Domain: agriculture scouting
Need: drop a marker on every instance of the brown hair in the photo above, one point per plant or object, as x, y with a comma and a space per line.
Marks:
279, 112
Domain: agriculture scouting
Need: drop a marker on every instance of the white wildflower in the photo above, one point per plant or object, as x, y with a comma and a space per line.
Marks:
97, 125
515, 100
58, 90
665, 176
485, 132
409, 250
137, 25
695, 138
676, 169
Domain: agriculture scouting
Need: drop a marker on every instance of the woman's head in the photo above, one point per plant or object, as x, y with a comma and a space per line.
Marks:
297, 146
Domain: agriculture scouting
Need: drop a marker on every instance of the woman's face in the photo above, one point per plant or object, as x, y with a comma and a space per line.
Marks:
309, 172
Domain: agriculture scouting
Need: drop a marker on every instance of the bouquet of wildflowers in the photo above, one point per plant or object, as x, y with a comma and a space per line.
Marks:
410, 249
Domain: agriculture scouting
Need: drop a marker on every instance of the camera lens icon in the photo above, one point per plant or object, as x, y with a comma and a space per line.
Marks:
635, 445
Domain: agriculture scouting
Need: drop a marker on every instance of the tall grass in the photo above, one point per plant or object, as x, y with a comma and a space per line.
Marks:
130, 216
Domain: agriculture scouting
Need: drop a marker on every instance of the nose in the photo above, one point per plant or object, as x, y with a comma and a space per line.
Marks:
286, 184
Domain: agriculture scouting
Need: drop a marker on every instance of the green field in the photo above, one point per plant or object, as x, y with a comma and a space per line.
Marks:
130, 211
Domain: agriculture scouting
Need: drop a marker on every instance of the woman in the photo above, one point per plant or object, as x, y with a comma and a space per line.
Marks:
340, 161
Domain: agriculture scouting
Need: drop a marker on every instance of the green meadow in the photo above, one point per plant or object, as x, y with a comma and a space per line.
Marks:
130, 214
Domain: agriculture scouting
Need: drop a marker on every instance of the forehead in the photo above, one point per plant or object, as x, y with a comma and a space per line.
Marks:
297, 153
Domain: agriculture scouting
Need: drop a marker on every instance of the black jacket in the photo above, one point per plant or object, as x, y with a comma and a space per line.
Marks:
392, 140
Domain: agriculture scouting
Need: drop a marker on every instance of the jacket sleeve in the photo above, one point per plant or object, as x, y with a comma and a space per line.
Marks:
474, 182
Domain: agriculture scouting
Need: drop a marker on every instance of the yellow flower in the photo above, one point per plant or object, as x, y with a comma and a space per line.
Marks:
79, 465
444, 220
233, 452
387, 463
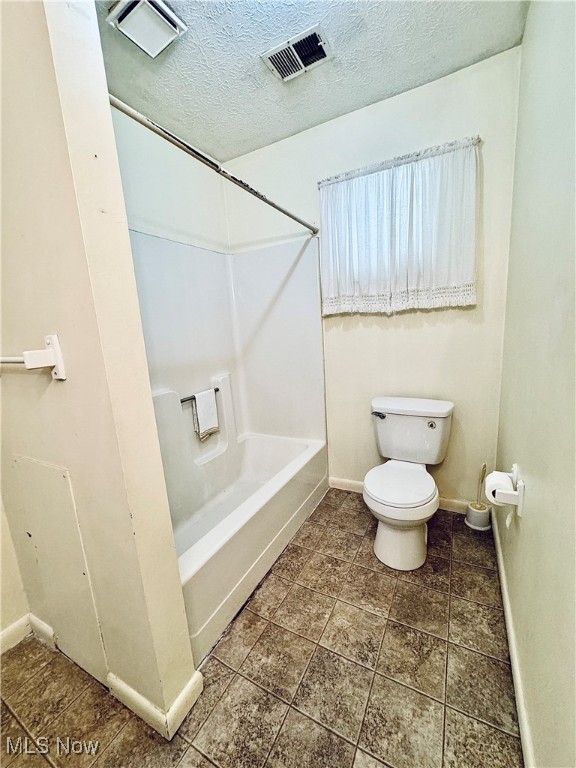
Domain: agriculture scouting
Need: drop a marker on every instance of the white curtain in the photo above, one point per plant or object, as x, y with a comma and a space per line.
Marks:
402, 234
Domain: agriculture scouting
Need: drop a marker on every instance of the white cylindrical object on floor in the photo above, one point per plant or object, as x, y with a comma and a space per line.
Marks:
401, 548
478, 517
497, 481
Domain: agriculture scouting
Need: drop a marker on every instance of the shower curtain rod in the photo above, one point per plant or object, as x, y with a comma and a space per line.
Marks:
205, 159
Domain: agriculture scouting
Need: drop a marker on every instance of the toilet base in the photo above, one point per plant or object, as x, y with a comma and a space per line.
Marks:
403, 549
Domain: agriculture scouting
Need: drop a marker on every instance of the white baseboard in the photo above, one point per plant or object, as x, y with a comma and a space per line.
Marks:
15, 633
346, 485
166, 723
525, 733
357, 486
27, 625
43, 631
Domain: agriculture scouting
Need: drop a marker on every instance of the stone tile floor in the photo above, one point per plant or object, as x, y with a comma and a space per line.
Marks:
336, 661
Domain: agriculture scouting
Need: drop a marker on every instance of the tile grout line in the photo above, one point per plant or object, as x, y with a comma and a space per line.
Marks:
108, 746
447, 643
28, 732
484, 722
376, 667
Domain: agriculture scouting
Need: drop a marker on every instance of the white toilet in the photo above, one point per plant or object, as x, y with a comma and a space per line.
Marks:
411, 432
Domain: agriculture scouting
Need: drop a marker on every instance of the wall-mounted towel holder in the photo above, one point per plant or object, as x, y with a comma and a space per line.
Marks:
49, 357
193, 397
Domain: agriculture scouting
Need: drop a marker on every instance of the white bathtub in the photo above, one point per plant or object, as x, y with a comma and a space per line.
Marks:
227, 545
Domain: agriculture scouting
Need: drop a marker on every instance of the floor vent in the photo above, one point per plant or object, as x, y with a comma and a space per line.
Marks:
298, 55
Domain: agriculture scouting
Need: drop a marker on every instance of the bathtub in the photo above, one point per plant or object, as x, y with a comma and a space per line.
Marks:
227, 545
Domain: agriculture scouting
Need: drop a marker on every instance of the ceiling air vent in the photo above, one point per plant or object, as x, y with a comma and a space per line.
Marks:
298, 55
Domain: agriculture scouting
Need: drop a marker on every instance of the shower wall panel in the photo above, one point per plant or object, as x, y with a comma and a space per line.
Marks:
279, 338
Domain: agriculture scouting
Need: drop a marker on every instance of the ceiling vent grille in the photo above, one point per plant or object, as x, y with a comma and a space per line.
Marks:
298, 55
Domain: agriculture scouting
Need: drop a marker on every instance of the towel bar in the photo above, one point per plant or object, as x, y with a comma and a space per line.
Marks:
193, 397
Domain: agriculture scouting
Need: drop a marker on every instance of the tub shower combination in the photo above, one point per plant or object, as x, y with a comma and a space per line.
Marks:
249, 495
247, 325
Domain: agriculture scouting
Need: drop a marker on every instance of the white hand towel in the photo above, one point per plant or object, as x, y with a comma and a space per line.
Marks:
205, 413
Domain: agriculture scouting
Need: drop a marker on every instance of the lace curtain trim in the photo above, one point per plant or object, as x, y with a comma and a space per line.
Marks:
463, 295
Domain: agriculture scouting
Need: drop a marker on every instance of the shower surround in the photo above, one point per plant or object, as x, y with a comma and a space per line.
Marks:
249, 325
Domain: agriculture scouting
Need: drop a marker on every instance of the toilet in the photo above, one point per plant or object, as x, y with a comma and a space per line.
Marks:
401, 494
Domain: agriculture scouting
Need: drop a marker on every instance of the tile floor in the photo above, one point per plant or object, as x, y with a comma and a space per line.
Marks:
336, 661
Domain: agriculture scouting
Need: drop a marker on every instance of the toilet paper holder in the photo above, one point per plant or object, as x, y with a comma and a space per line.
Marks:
515, 497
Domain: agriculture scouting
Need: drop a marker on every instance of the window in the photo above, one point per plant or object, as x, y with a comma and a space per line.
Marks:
401, 234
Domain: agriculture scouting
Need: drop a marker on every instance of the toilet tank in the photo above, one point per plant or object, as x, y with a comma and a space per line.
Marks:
412, 428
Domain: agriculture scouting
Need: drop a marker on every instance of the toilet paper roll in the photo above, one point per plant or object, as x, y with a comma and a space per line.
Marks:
497, 481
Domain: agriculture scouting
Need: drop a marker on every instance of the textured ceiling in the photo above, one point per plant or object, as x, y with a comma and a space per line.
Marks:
211, 88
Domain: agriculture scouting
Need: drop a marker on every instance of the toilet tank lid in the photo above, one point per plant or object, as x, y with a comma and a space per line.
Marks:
413, 406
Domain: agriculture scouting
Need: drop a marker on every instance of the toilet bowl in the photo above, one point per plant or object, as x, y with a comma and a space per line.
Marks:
402, 496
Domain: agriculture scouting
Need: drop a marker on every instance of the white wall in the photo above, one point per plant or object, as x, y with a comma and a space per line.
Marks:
13, 600
167, 192
279, 338
452, 354
82, 472
206, 312
538, 396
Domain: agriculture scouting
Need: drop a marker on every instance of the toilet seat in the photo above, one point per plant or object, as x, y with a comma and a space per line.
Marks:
401, 485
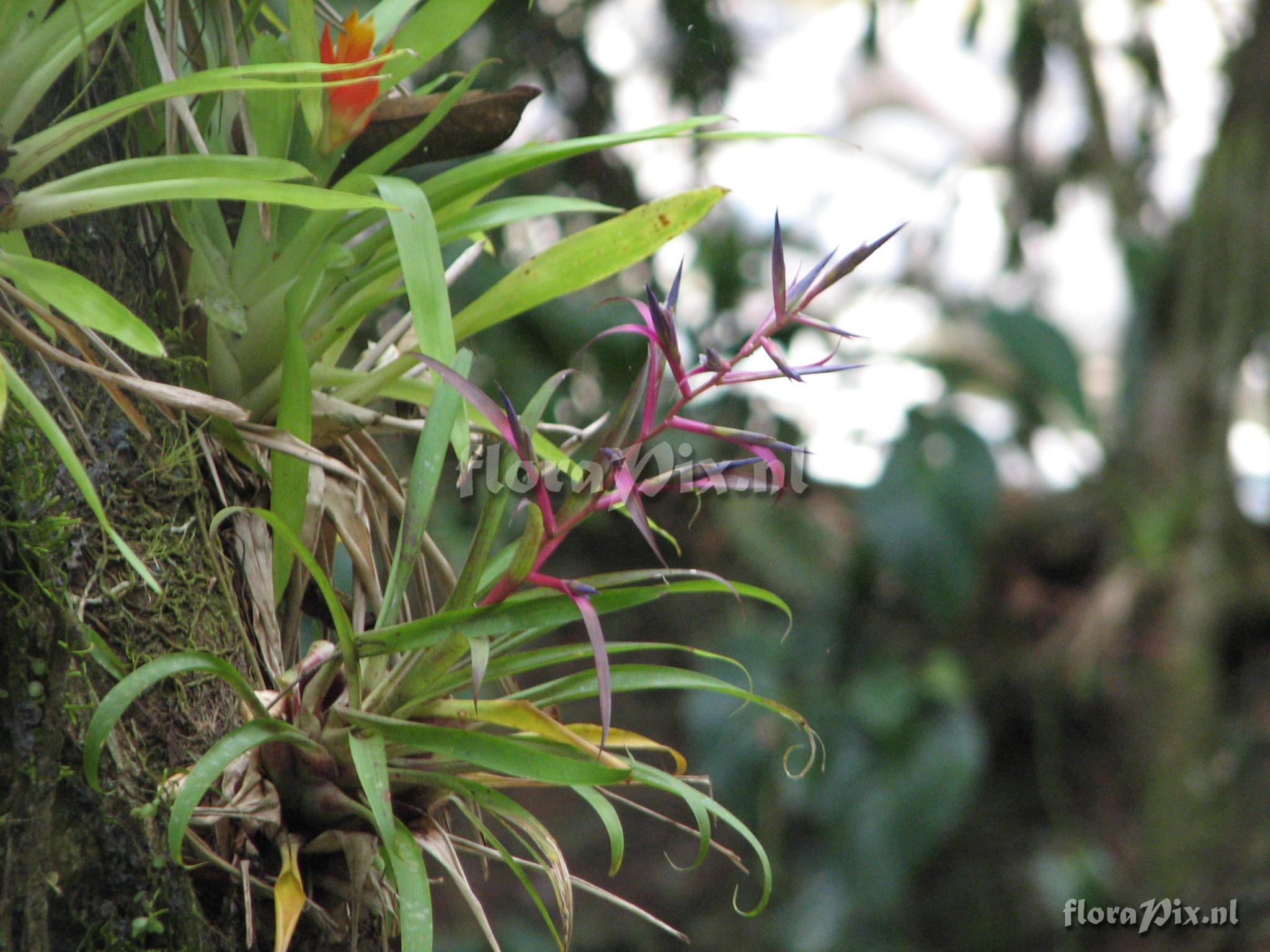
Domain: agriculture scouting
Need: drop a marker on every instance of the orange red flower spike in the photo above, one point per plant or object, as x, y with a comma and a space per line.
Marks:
350, 106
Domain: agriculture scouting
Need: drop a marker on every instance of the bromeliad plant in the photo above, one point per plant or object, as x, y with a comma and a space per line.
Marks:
386, 743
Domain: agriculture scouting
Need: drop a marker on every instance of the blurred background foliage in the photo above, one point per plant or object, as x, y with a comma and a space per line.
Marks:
1030, 571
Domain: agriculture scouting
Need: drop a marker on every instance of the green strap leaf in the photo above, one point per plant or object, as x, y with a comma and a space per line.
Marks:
488, 216
30, 208
699, 803
425, 273
430, 459
414, 903
587, 257
652, 677
479, 175
213, 764
433, 29
36, 151
613, 826
534, 610
343, 626
136, 172
488, 752
303, 32
140, 681
82, 301
47, 426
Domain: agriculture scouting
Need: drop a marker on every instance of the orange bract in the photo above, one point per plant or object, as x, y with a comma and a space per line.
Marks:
350, 106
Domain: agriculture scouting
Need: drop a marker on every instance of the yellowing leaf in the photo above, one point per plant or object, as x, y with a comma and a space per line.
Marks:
288, 897
630, 741
591, 255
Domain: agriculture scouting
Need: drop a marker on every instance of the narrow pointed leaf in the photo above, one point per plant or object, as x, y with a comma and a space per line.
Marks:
487, 751
587, 257
138, 682
414, 904
339, 617
213, 764
81, 300
613, 826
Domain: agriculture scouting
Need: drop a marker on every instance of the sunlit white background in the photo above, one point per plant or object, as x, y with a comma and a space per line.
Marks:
920, 135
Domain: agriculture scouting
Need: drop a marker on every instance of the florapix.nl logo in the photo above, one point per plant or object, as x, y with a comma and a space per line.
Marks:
1152, 914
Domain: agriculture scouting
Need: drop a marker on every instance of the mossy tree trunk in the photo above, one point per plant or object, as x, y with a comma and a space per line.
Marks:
1196, 565
83, 871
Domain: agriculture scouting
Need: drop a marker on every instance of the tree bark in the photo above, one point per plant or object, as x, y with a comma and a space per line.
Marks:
1192, 559
82, 870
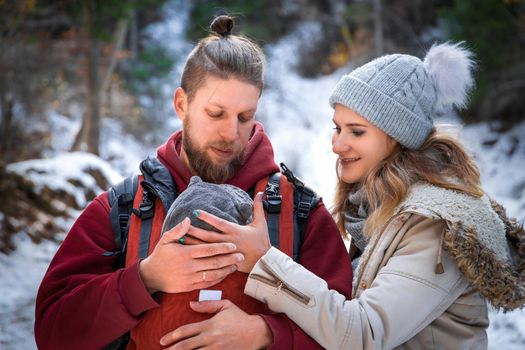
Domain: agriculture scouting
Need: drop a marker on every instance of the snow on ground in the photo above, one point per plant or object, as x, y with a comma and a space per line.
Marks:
297, 116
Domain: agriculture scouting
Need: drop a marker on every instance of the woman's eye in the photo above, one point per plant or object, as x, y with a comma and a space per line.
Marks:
245, 118
215, 114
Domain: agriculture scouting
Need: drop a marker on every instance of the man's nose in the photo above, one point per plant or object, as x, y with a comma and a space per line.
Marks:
229, 130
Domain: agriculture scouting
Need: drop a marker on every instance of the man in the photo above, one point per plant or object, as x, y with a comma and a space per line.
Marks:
84, 303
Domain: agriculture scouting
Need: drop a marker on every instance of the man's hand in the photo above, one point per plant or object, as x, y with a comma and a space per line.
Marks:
252, 240
176, 268
230, 328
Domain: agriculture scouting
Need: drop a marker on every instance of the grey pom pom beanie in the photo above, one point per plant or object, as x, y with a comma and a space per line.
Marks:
400, 93
225, 201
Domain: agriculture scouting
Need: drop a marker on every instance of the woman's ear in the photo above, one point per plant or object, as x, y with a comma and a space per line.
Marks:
180, 103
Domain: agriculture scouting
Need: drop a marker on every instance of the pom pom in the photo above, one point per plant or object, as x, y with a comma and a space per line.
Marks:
450, 67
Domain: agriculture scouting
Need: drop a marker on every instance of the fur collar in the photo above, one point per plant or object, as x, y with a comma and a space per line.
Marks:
488, 247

=-=-=

Pull out every line of the material above that contains the string "holder".

• WRITTEN ANSWER:
Need: drop a marker on every instance of the wall-mounted towel holder in the photo above, one point per plant or object, as x, y with a comma and a space per line.
Need: drop a marker on every instance of the toilet paper holder in the photo above, one point per plant or object, as x, y with a comma and a space per line.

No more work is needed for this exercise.